Task material:
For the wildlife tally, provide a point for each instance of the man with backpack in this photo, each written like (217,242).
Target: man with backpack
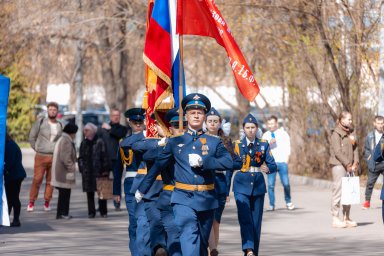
(43,136)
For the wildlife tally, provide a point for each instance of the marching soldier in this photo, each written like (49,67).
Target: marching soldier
(213,124)
(134,165)
(157,232)
(195,157)
(167,174)
(249,185)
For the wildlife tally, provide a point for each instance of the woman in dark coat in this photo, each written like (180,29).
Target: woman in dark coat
(14,175)
(93,163)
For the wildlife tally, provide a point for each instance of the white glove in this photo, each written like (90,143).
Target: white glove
(162,142)
(195,160)
(226,127)
(138,196)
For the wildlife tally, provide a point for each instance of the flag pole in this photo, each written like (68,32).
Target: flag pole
(181,128)
(181,70)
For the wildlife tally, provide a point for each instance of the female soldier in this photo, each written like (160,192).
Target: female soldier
(249,185)
(222,178)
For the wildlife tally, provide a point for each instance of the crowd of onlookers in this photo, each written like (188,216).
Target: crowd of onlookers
(56,160)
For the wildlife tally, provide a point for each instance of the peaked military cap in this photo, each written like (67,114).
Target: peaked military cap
(172,116)
(213,112)
(196,101)
(250,119)
(135,114)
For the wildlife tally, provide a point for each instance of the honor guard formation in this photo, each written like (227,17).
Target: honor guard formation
(176,185)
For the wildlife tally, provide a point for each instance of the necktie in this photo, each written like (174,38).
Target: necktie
(250,147)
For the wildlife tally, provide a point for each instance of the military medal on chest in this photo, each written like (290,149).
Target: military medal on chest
(204,147)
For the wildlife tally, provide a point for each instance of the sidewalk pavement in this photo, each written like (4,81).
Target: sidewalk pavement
(305,231)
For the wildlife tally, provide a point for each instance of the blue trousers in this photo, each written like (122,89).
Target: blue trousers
(195,228)
(221,198)
(173,232)
(282,169)
(250,215)
(117,175)
(131,205)
(156,228)
(143,241)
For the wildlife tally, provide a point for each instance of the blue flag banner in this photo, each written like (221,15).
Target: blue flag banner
(4,94)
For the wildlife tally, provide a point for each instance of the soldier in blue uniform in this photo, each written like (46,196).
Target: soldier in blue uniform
(378,156)
(157,231)
(222,178)
(164,200)
(195,157)
(134,165)
(249,185)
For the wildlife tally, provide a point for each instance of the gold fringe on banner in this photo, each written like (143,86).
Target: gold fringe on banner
(157,71)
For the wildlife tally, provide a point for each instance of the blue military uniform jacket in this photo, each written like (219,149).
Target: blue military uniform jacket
(252,183)
(142,147)
(215,157)
(378,156)
(168,178)
(132,160)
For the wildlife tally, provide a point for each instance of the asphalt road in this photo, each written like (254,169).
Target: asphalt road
(305,231)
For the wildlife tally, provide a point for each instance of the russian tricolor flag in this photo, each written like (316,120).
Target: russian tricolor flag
(161,51)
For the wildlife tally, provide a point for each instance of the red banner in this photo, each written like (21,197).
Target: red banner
(202,17)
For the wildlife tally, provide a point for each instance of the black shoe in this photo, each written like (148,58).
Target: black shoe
(161,252)
(15,223)
(65,217)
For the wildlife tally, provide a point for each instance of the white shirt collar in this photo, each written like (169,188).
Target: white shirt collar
(248,141)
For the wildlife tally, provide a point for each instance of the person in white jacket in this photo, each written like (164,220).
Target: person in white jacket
(280,144)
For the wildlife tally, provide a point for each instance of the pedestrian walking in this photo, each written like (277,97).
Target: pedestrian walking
(249,185)
(222,178)
(93,163)
(44,134)
(344,159)
(14,174)
(280,145)
(64,168)
(112,133)
(374,168)
(378,157)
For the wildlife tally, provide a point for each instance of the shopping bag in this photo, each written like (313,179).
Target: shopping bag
(104,188)
(350,190)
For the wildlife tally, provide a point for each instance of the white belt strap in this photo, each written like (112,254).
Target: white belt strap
(130,174)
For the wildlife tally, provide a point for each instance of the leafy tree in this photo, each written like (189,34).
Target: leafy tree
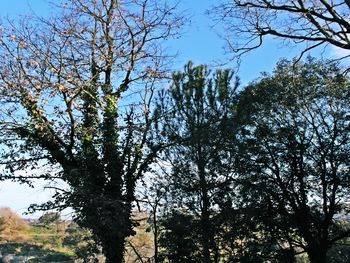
(312,23)
(196,121)
(69,110)
(295,155)
(179,240)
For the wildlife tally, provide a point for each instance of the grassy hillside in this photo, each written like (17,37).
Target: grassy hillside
(50,239)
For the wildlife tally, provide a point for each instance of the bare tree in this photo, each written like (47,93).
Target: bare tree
(309,23)
(76,92)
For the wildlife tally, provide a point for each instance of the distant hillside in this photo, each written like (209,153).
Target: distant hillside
(12,226)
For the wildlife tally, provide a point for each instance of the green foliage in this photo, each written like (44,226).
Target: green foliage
(294,155)
(179,240)
(197,121)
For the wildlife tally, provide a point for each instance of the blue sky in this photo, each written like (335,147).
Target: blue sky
(199,43)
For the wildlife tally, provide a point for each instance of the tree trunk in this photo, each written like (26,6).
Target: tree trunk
(114,250)
(205,224)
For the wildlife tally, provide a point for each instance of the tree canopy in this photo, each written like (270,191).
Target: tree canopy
(64,110)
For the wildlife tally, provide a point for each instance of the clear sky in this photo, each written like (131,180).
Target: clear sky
(199,43)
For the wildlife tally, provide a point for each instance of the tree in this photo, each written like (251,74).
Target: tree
(76,92)
(312,23)
(196,121)
(295,155)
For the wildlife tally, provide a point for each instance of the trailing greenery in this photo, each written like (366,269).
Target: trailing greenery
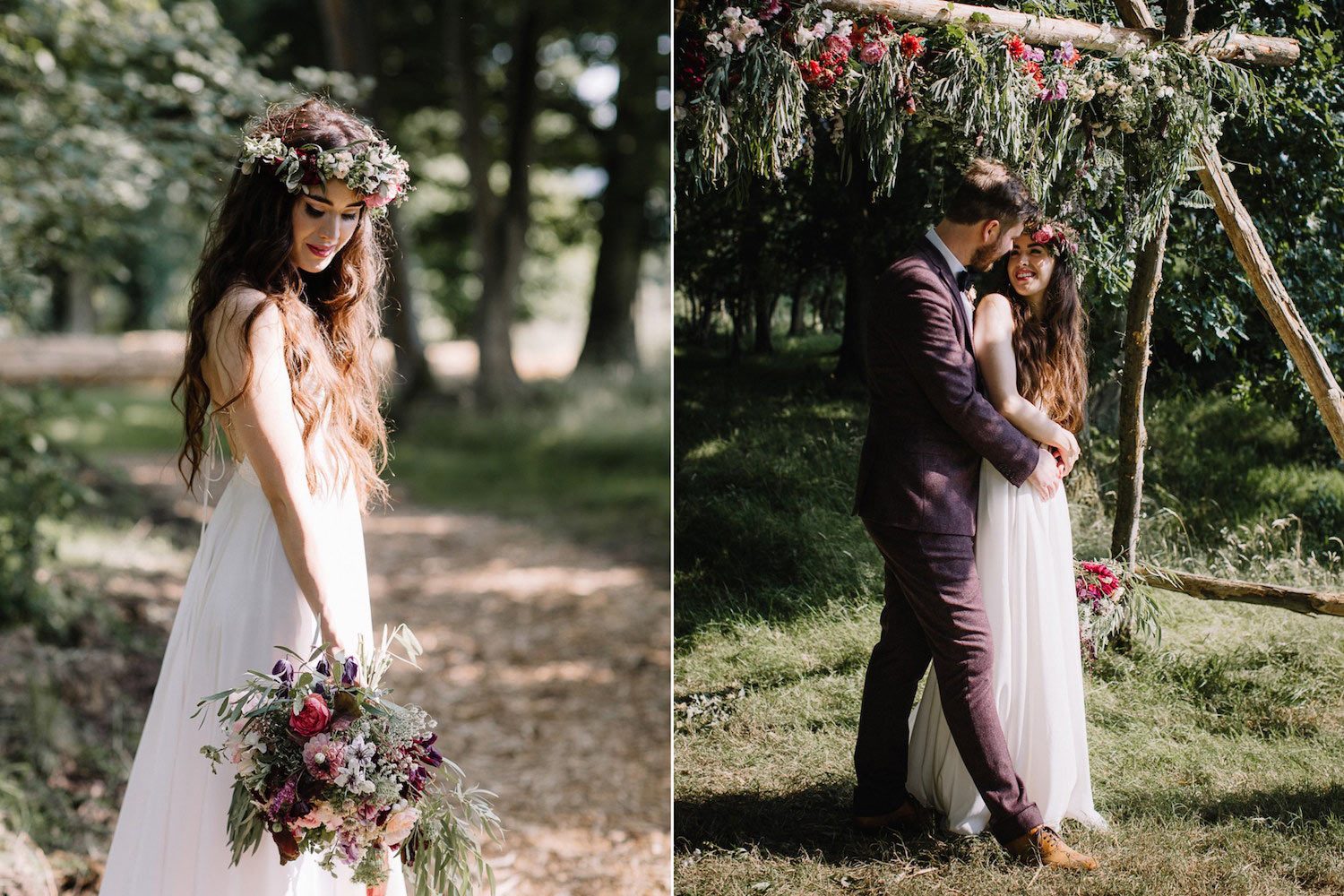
(761,97)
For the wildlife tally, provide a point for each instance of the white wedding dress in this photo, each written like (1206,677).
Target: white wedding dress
(1024,557)
(239,600)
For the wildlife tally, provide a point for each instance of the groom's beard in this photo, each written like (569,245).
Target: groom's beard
(984,258)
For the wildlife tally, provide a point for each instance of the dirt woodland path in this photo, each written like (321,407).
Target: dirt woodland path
(547,665)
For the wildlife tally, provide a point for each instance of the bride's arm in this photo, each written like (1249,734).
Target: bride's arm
(992,339)
(268,432)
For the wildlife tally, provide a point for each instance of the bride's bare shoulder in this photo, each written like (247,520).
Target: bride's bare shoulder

The request:
Can you rewrite all of the listing above as a JSON list of strings, with one string for each line and blank lines skipped? Leave the pictures out of your answer.

Answer to the exercise:
[
  "For the wildlife tally, provide a point for each instance of the man with backpack in this photo, each written like (217,242).",
  "Target: man with backpack",
  "(43,136)",
  "For the wildlife tally, provide a point for each instance of the marching soldier in this photo, each written like (49,67).",
  "Target: marching soldier",
  "(213,124)",
  "(134,165)",
  "(157,232)",
  "(195,157)",
  "(167,174)",
  "(249,185)",
  "For the wildlife tally, provide a point for each instance of the woman in dark coat in this photo, each written like (180,29).",
  "Target: woman in dark coat",
  "(14,175)",
  "(93,163)",
  "For the wildlife tally, provide a point for each instance of the white glove in this photo, each written like (90,143).",
  "Target: white glove",
  "(162,142)",
  "(195,160)",
  "(226,127)",
  "(138,196)",
  "For the wildlife tally, provide a point for each instance of the flag pole in this photo, each written like (68,32).",
  "Target: flag pole",
  "(181,128)",
  "(181,70)",
  "For the wildlife tally, provide a point for each instance of the female soldier in this photo, each written like (160,192).",
  "Target: female soldier",
  "(249,185)",
  "(222,178)",
  "For the wildlife tally, provide a point for each instance of the crowd of onlookers in this photo, each written like (188,216).",
  "Target: crowd of onlookers",
  "(56,160)",
  "For the wildlife tally, provide a point for each instance of the peaked military cap in this photo, each written like (67,114).",
  "Target: peaked military cap",
  "(172,116)",
  "(213,112)",
  "(196,101)",
  "(250,119)",
  "(135,114)",
  "For the wildlife tally, provide a point for each instance of the honor guard formation in this photo, each written like (227,17).",
  "Target: honor guard formation",
  "(176,185)",
  "For the wildlife tally, provide a point for each instance of the necktie in this photo, each written like (174,38).",
  "Target: necktie",
  "(250,147)",
  "For the wildlife tally, provide a point for each instance of the military medal on chest in this photo, each written like (290,149).",
  "Target: military medal on chest",
  "(204,147)",
  "For the wildlife tally, provide a point for each instance of the sidewalk pavement in this photo, each written like (4,81).",
  "Target: sidewalk pavement",
  "(305,231)",
  "For the wildlife tally, provide a point for each instance of the blue trousers in this photo, each written like (122,89).",
  "Target: blue trousers",
  "(195,228)",
  "(221,198)",
  "(173,232)",
  "(282,169)",
  "(250,215)",
  "(117,175)",
  "(131,205)",
  "(156,228)",
  "(143,241)",
  "For the wildlife tally, provide a point for each instance of the blue flag banner in this photo, each written like (221,15).",
  "Target: blue flag banner",
  "(4,94)",
  "For the wildlife tally, provide a point for each instance of the soldier in blue uniform in this photo, each written like (46,196).",
  "Target: soldier in blue uniform",
  "(378,156)",
  "(157,231)",
  "(222,178)",
  "(164,200)",
  "(195,157)",
  "(134,165)",
  "(249,185)",
  "For the wildlife tally, provide a point for each instance of the gold fringe on banner in this photo, each written like (143,86).",
  "Target: gold fringe on banner",
  "(157,71)",
  "For the wildlife tally, provide a point for each instance of the blue military uniform jacket in this photo, each written like (219,149).",
  "Target: blue military uniform jacket",
  "(252,183)",
  "(142,147)",
  "(215,157)",
  "(378,156)",
  "(168,178)",
  "(132,160)",
  "For the wildlife tally, provide a point for each instance of the asphalt road in this photo, each written like (254,169).",
  "Target: asphalt road",
  "(305,231)",
  "For the wildlife tally, provide a point for each instance of the russian tricolor flag in this photo, each written like (316,120).",
  "Target: russian tricolor flag",
  "(161,51)",
  "For the wildlife tally, provide a point for each instance of the red banner in this photo, each written like (21,197).",
  "Target: red banner",
  "(202,17)",
  "For the wildlife tally, provide a point for each instance of the black shoe in this photo, each written like (148,58).",
  "Target: black shoe",
  "(161,252)",
  "(15,223)",
  "(65,217)",
  "For the wildlife tally, provide a point for each instance of the white shirt collar in this photo, each written like (169,188).",
  "Target: white shirt collar",
  "(248,141)",
  "For the wildlife tally, provide a point for each instance of the person in white jacket in this photo, each written like (164,220).",
  "Target: person in white jacket",
  "(280,144)",
  "For the wildlife tally, provide a point for each instance of the pedestrian walking in this photo, each written like (277,97).",
  "Target: pedestrian walking",
  "(249,185)",
  "(222,178)",
  "(93,163)",
  "(44,134)",
  "(344,159)",
  "(14,174)",
  "(280,145)",
  "(64,168)",
  "(112,133)",
  "(374,168)",
  "(378,157)",
  "For the wildlife tally, provide a point for each instance of the shopping bag in this photo, each written like (313,179).",
  "Target: shopping bag",
  "(104,188)",
  "(350,190)",
  "For the wildlife tally, provide a point for each instance of the white belt strap in this photo, each written like (112,254).",
  "Target: white belt strap",
  "(130,174)",
  "For the wildlife tally, provide a point for each instance of the leafy tree in this photo, each written like (189,34).",
  "Target: leafy tree",
  "(312,23)",
  "(196,121)",
  "(69,110)",
  "(295,155)",
  "(179,240)",
  "For the wildlife tally, provide a point for each instance of the grassy hillside in this photo, each written like (17,37).",
  "Target: grassy hillside",
  "(50,239)",
  "For the wildlife tally, provide a point for each instance of the bare tree in this photo, each written like (47,93).",
  "Target: bare tree",
  "(309,23)",
  "(76,92)",
  "For the wildlife tally, provide a point for each instance of the distant hillside in this photo, each written like (209,153).",
  "Target: distant hillside",
  "(12,226)",
  "For the wildlife tally, provide a point for each instance of the green foliage in this photo, each written like (44,226).",
  "Target: green foliage",
  "(294,155)",
  "(179,240)",
  "(197,121)",
  "For the wildlife tally, provide a point for each instance of the blue sky in this photo, each written like (335,147).",
  "Target: blue sky",
  "(199,43)",
  "For the wildlife tally, provide a point for each instance of the tree trunk in this photo, each written like (26,6).",
  "Target: tree trunk",
  "(114,250)",
  "(205,224)",
  "For the wildlife tally, provide a point for each instance of the tree canopy in this photo, each written like (270,191).",
  "Target: tree canopy",
  "(64,110)",
  "For the wildlife tally, provide a point for each instance of the clear sky in this photo, each written like (131,180).",
  "Target: clear sky",
  "(199,43)",
  "For the wildlife tally, provide a point for each instance of the tree in this photo, each written like (251,74).",
  "Target: tree",
  "(76,92)",
  "(312,23)",
  "(196,121)",
  "(295,155)",
  "For the wildlife tally, provide a point for each instance of the trailing greenery in this photo, each written like (366,269).",
  "Target: trailing greenery",
  "(761,97)",
  "For the wildlife tally, provide a point for each instance of the white wedding dress in this photo, each written like (1206,677).",
  "Target: white wedding dress",
  "(1024,557)",
  "(239,600)",
  "For the wildlife tally, provide a point for each instance of the groom's beard in this photo, each written like (569,245).",
  "Target: groom's beard",
  "(984,258)",
  "For the wildlife tally, provide a point for each instance of the dirt woodland path in this photo, each written like (321,407).",
  "Target: dirt woodland path",
  "(547,665)",
  "For the wildlife tally, provide a point for each instance of the bride's arm in this photo, each written like (1249,734).",
  "Target: bride's arm",
  "(992,339)",
  "(268,432)",
  "For the wildlife tally, provide a point for each instance of the bride's bare shoulder in this photo, each written like (247,520).",
  "Target: bride's bare shoulder"
]